TASK INPUTS:

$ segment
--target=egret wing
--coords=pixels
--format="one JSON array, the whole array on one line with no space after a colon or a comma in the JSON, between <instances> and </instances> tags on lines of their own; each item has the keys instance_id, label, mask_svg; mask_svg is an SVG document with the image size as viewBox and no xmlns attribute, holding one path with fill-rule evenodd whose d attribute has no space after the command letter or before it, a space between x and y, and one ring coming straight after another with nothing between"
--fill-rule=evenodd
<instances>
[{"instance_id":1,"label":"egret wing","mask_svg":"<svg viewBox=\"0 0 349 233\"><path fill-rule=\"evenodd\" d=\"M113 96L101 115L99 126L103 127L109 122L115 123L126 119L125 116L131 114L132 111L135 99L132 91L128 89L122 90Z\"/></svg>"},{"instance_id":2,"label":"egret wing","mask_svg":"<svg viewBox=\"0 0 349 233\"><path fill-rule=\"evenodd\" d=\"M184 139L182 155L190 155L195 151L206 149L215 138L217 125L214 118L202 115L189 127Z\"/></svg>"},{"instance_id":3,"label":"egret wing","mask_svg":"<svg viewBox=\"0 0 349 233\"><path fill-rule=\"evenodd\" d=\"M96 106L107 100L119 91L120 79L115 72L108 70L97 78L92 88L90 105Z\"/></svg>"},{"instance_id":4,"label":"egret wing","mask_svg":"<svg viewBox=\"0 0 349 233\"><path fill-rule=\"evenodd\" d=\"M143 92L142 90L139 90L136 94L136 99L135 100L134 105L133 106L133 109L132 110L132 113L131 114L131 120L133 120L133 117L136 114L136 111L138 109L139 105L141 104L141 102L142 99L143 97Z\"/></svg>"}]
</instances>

EXERCISE AIM:
Give every line of the rows above as a numbered list, leaving out any blank lines.

OUTPUT BELOW:
1. $ segment
2. --target=egret wing
3. --coords=pixels
4. --format="one JSON array, the whole array on one line with no space after a colon or a comma in the JSON, between <instances> and </instances> tags on lines of their own; each item has the keys instance_id, label, mask_svg; mask_svg is an SVG document with the image size as viewBox and no xmlns attribute, holding one path with fill-rule evenodd whose d attribute has no space after the command letter or before it, a space between x and y, and one ring coming straight after another with nothing between"
5. --fill-rule=evenodd
6. <instances>
7. [{"instance_id":1,"label":"egret wing","mask_svg":"<svg viewBox=\"0 0 349 233\"><path fill-rule=\"evenodd\" d=\"M113 96L101 115L99 126L103 127L109 122L115 123L126 119L125 116L131 114L132 111L135 99L132 91L128 89L122 90Z\"/></svg>"},{"instance_id":2,"label":"egret wing","mask_svg":"<svg viewBox=\"0 0 349 233\"><path fill-rule=\"evenodd\" d=\"M184 139L182 155L190 155L195 151L206 149L215 138L217 125L214 118L202 115L189 127Z\"/></svg>"},{"instance_id":3,"label":"egret wing","mask_svg":"<svg viewBox=\"0 0 349 233\"><path fill-rule=\"evenodd\" d=\"M96 106L107 100L119 91L120 79L115 72L108 70L97 78L92 88L90 105Z\"/></svg>"},{"instance_id":4,"label":"egret wing","mask_svg":"<svg viewBox=\"0 0 349 233\"><path fill-rule=\"evenodd\" d=\"M143 92L142 90L139 90L136 94L136 99L135 100L134 105L133 106L133 109L132 110L132 113L131 114L131 120L133 120L133 117L136 114L136 111L138 109L139 105L141 104L141 102L142 99L143 97Z\"/></svg>"}]
8. </instances>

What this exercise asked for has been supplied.